--- Goal ---
Arrange the lines below as a two-column CSV with the headers "prompt" and "boxes" and one row per answer. Put the wording that asks for each answer and the answer itself in single quoted fields with line breaks replaced by spaces, and leave the pictures out.

━━━

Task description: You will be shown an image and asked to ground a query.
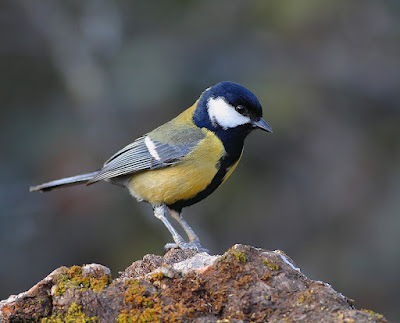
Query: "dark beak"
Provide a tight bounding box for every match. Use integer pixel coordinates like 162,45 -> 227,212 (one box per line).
252,118 -> 273,133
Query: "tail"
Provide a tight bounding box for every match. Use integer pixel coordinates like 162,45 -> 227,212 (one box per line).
29,171 -> 99,192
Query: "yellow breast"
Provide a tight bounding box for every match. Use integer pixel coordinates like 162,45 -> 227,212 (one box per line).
128,128 -> 225,204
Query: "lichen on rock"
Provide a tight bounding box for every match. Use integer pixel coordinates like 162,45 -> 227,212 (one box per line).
0,245 -> 387,323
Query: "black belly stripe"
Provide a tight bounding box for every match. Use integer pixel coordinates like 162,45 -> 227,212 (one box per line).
168,126 -> 245,212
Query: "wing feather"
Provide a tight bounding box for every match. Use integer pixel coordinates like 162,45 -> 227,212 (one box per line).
87,136 -> 198,185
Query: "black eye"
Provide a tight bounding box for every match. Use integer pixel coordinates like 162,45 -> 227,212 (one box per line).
235,105 -> 246,114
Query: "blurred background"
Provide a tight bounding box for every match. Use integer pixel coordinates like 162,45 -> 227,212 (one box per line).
0,0 -> 400,321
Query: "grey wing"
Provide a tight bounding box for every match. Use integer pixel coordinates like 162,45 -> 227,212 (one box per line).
87,136 -> 197,185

━━━

--- The result ---
prompt,boxes
"Task description: You will be shown an image and asked to ground a query. Query: ""dark beak"" Provide a tight bounding box for every match. Use integer pixel coordinates like 162,45 -> 227,212 (one box per line).","252,118 -> 273,133"
"Query: ""tail"" Provide a tight bounding box for every match. Use integer pixel coordinates like 162,45 -> 227,212 (one box per line).","29,171 -> 99,192"
"Query: ""yellow breast"" Provide a tight bounding box for every match. Use integer pixel coordinates like 162,45 -> 227,212 (one box per line).","128,128 -> 225,204"
"Query: ""lichen on rock"" Provide a tight bounding box for every match. Use integer pixel coordinates like 162,45 -> 227,212 (one box per line).","0,245 -> 387,323"
"Query: ""black belly stripe"" Provide a tight bounding box for every match. Use integer pixel coordinates like 162,45 -> 227,212 (one box per line).","168,126 -> 245,212"
"Query: ""wing feather"" Provide a tight bounding box for every match. Use integer pixel coordinates like 162,45 -> 227,212 (one box per line).","87,136 -> 198,185"
"Query: ""black eye"" Provide a tight bounding box for every match. Use integer pixel coordinates like 162,45 -> 227,212 (one box per line).","235,105 -> 246,114"
"Query: ""blurred background"" Provide a tight bounding box for every match. Use integer pixel coordinates like 162,45 -> 227,212 (one box per line).","0,0 -> 400,321"
"Query: ""grey wing"" Provide a tight bounding box for every match. Use integer pixel coordinates like 162,45 -> 227,212 (one box per line).","87,136 -> 197,185"